____ Source information
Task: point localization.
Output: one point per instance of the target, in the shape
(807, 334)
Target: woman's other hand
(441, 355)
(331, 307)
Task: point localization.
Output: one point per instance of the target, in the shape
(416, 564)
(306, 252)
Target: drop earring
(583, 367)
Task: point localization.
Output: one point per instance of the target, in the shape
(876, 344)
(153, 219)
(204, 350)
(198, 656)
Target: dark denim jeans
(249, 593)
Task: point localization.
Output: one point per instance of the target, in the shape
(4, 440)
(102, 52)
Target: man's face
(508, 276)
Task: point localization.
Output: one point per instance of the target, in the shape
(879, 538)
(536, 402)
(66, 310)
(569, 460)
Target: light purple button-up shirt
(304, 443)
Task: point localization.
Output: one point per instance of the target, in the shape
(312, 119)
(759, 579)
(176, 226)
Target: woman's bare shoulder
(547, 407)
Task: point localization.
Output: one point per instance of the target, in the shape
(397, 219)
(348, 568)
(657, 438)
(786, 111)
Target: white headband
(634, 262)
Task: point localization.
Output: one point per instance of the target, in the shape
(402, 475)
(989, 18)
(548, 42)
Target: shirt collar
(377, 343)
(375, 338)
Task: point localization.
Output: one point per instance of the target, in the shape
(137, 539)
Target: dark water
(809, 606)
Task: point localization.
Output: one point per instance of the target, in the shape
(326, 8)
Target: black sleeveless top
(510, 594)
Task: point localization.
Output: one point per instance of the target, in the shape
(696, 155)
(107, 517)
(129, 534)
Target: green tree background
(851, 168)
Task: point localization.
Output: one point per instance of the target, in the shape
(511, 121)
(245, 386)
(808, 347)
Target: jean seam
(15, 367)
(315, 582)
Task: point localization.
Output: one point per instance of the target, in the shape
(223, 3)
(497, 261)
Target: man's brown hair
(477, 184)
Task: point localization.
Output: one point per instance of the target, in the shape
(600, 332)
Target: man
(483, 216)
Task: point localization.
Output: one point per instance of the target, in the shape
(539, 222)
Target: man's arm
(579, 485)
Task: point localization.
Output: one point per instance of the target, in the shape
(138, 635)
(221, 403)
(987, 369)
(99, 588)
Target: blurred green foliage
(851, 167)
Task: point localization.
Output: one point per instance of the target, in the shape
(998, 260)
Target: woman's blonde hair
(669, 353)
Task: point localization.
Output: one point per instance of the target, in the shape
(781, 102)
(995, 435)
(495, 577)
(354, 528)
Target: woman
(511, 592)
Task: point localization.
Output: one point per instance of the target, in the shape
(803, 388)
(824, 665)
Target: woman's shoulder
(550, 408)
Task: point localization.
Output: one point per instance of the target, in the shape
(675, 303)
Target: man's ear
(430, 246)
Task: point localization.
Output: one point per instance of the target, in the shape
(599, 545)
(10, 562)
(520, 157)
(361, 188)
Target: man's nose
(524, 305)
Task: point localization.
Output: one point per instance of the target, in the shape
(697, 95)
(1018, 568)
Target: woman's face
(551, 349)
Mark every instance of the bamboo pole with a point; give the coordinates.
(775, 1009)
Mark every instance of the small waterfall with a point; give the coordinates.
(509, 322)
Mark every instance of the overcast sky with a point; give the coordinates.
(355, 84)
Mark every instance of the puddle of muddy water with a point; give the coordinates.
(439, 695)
________
--- Work item ---
Each line in the listing needs to be copied exactly.

--- Written answer ---
Task: point localization.
Output: one point per instance of the target, in the shape
(807, 334)
Target: woman's other hand
(441, 355)
(331, 307)
Task: point localization.
Output: one point per instance of the target, in the shape
(416, 564)
(306, 252)
Target: drop earring
(583, 367)
Task: point localization.
Output: one point per instance of the target, in the shape
(876, 344)
(153, 219)
(204, 350)
(198, 656)
Target: dark denim jeans
(249, 593)
Task: point localization.
Output: one point per instance of the target, in the shape
(4, 440)
(102, 52)
Target: man's face
(508, 276)
Task: point localization.
Output: one point per instance of the target, in the shape
(879, 538)
(536, 402)
(66, 310)
(569, 460)
Target: light purple button-up shirt
(304, 443)
Task: point localization.
Output: one point per instance of the target, in the shape
(312, 119)
(759, 579)
(176, 226)
Target: woman's bare shoulder
(547, 407)
Task: point localization.
Output: one point per instance of the target, in the shape
(397, 219)
(348, 568)
(657, 438)
(786, 111)
Target: white headband
(634, 262)
Task: point localization.
Output: one point per instance of the target, in the shape
(402, 475)
(989, 18)
(548, 42)
Target: shirt collar
(377, 343)
(375, 338)
Task: point localization.
Output: one point per instance of the target, in the shape
(137, 539)
Target: dark water
(809, 606)
Task: point localization.
Output: one point per instance of the target, in the shape
(326, 8)
Target: black sleeveless top
(510, 594)
Task: point localization.
Output: one point per instance of the target, in the shape
(696, 155)
(107, 517)
(129, 534)
Target: green tree background
(851, 168)
Task: point localization.
Output: one point per instance of the target, in the shape
(511, 121)
(245, 386)
(808, 347)
Target: jean seam
(15, 367)
(315, 582)
Task: point localization.
Output: one point per instance of the target, in the shape
(223, 3)
(497, 261)
Target: man's brown hair
(477, 184)
Task: point localization.
Output: one point per instance of the target, in the shape
(600, 332)
Target: man
(483, 216)
Task: point localization.
Output: one point per instance of the target, in the shape
(539, 222)
Target: man's arm
(579, 485)
Task: point localization.
Output: one point per instance of the target, in the shape
(138, 635)
(221, 403)
(987, 369)
(99, 588)
Target: blurred green foliage
(851, 167)
Task: point localization.
Output: one point per instance of the target, in the shape
(998, 260)
Target: woman's blonde hair
(669, 353)
Task: point localization.
Output: one point per instance of the target, in the shape
(781, 102)
(995, 435)
(495, 577)
(354, 528)
Target: woman
(511, 592)
Task: point localization.
Output: one point per instance of the target, in the shape
(803, 388)
(824, 665)
Target: woman's shoulder
(550, 408)
Task: point localization.
Output: one point per instance of the target, in the shape
(675, 303)
Target: man's ear
(430, 246)
Task: point localization.
Output: one point per instance of the target, in the shape
(599, 545)
(10, 562)
(520, 157)
(361, 188)
Target: man's nose
(524, 305)
Task: point localization.
Output: one point per instance of the target, in the shape
(697, 95)
(1018, 568)
Target: woman's face
(551, 349)
Mark every instance of the bamboo pole with a point; give the coordinates.
(775, 1009)
Mark every instance of the small waterfall with a point; give the coordinates.
(509, 322)
Mark every instance of the overcast sky with a point; give the coordinates.
(355, 84)
Mark every instance of the puddle of muddy water with a point; give the coordinates.
(439, 695)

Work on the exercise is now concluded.